**GIVEN INSTRUCTION**
Copy out each line of the items below that contains the word "green", and treat uppercase and lowercase as different.

**RECORDS FOR THIS TASK**
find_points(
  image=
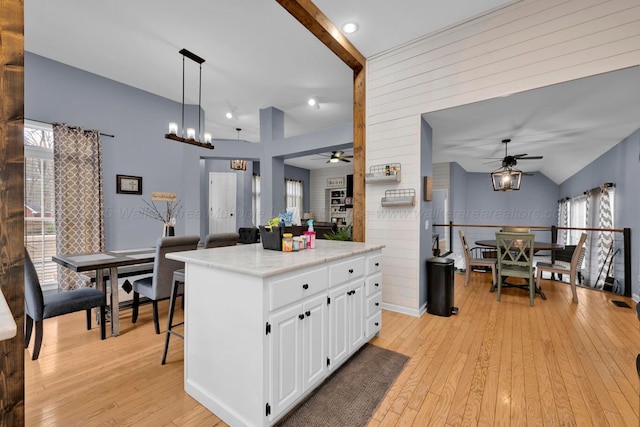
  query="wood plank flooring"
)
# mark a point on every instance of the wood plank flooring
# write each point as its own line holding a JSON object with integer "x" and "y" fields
{"x": 495, "y": 363}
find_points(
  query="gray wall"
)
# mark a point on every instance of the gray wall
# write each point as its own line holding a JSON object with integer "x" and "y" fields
{"x": 620, "y": 165}
{"x": 55, "y": 92}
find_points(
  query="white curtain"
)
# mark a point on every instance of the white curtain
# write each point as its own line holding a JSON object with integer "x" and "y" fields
{"x": 79, "y": 213}
{"x": 293, "y": 193}
{"x": 563, "y": 221}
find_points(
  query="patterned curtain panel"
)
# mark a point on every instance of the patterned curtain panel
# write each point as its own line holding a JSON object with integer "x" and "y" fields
{"x": 605, "y": 238}
{"x": 79, "y": 212}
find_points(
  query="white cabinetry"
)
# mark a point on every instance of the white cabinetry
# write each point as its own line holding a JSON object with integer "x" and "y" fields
{"x": 264, "y": 328}
{"x": 298, "y": 350}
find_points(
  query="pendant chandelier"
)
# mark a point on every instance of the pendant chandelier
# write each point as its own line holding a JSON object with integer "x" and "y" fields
{"x": 190, "y": 136}
{"x": 506, "y": 179}
{"x": 239, "y": 165}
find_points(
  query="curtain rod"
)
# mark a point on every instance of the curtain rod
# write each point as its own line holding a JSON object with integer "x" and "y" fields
{"x": 49, "y": 123}
{"x": 606, "y": 184}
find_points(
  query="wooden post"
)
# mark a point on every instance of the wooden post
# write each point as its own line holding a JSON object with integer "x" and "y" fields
{"x": 12, "y": 206}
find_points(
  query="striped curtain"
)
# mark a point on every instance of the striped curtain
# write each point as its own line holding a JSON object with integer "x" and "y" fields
{"x": 79, "y": 213}
{"x": 605, "y": 238}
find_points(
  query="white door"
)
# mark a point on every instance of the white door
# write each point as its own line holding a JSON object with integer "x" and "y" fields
{"x": 222, "y": 202}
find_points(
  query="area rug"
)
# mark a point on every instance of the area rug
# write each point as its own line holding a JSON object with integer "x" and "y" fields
{"x": 350, "y": 396}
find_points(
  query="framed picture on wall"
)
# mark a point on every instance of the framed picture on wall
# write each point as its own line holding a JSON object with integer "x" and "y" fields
{"x": 127, "y": 184}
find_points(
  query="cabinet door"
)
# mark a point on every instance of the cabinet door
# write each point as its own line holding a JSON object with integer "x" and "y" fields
{"x": 356, "y": 318}
{"x": 314, "y": 341}
{"x": 286, "y": 350}
{"x": 339, "y": 324}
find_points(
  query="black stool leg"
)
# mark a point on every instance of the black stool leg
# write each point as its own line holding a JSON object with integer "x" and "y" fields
{"x": 172, "y": 307}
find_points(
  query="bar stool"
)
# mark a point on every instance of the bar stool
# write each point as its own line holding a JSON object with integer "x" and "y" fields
{"x": 178, "y": 279}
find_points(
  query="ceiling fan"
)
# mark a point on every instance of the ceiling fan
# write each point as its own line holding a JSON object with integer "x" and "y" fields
{"x": 338, "y": 156}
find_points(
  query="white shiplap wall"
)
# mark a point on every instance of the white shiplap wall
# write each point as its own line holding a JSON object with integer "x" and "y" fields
{"x": 524, "y": 45}
{"x": 318, "y": 186}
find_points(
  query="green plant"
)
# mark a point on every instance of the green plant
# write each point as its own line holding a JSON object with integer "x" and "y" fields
{"x": 344, "y": 233}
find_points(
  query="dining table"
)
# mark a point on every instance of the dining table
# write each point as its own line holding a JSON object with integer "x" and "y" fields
{"x": 537, "y": 247}
{"x": 108, "y": 261}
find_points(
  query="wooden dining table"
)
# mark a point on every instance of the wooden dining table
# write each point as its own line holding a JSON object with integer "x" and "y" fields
{"x": 537, "y": 247}
{"x": 110, "y": 261}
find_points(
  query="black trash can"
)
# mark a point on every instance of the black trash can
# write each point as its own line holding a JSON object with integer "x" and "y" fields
{"x": 440, "y": 287}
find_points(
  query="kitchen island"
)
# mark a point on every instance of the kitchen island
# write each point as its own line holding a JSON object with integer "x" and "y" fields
{"x": 263, "y": 328}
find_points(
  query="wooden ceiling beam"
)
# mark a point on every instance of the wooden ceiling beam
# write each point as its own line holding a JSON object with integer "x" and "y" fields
{"x": 319, "y": 25}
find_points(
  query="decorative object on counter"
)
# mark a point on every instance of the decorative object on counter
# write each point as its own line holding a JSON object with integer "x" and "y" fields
{"x": 287, "y": 242}
{"x": 399, "y": 197}
{"x": 191, "y": 138}
{"x": 389, "y": 172}
{"x": 168, "y": 218}
{"x": 344, "y": 234}
{"x": 271, "y": 237}
{"x": 311, "y": 235}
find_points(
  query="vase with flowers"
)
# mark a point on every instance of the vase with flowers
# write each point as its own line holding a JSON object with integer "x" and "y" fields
{"x": 168, "y": 217}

**EXERCISE SOLUTION**
  query="green plant"
# mark a point on every instance of the green plant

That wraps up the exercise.